All lines with the word "query" must be pulled from the entries below.

+++ INPUT FOR THIS TASK

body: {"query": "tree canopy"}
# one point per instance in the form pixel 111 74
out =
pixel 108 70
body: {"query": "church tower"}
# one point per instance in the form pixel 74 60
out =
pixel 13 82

++++++
+++ INPUT FOR THIS TASK

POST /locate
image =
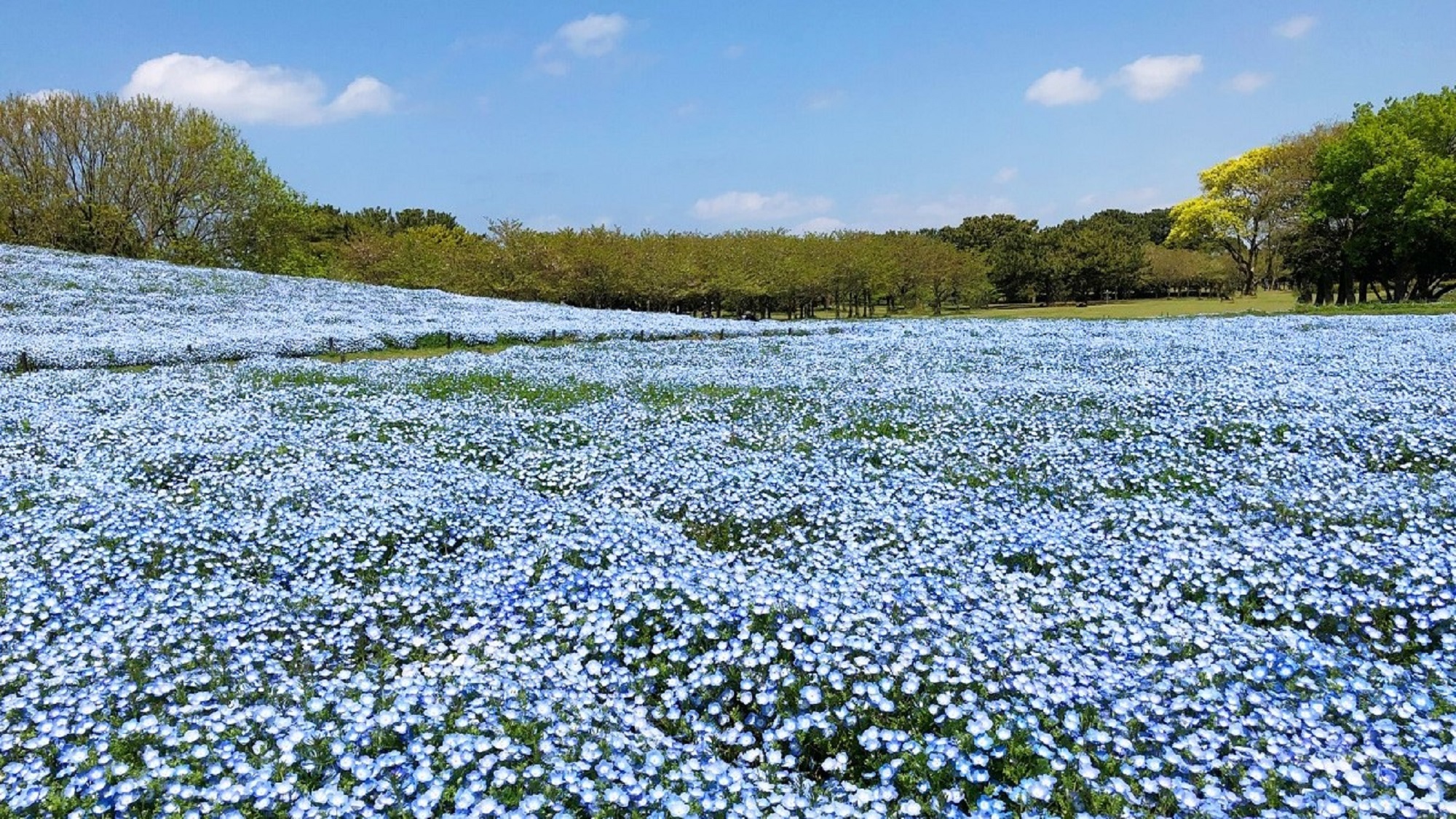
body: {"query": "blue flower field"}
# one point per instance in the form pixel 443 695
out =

++++++

● **RESPONSE**:
body: {"query": "tree canopy"}
body: {"query": "church tower"}
body: {"query": "blue flower field"}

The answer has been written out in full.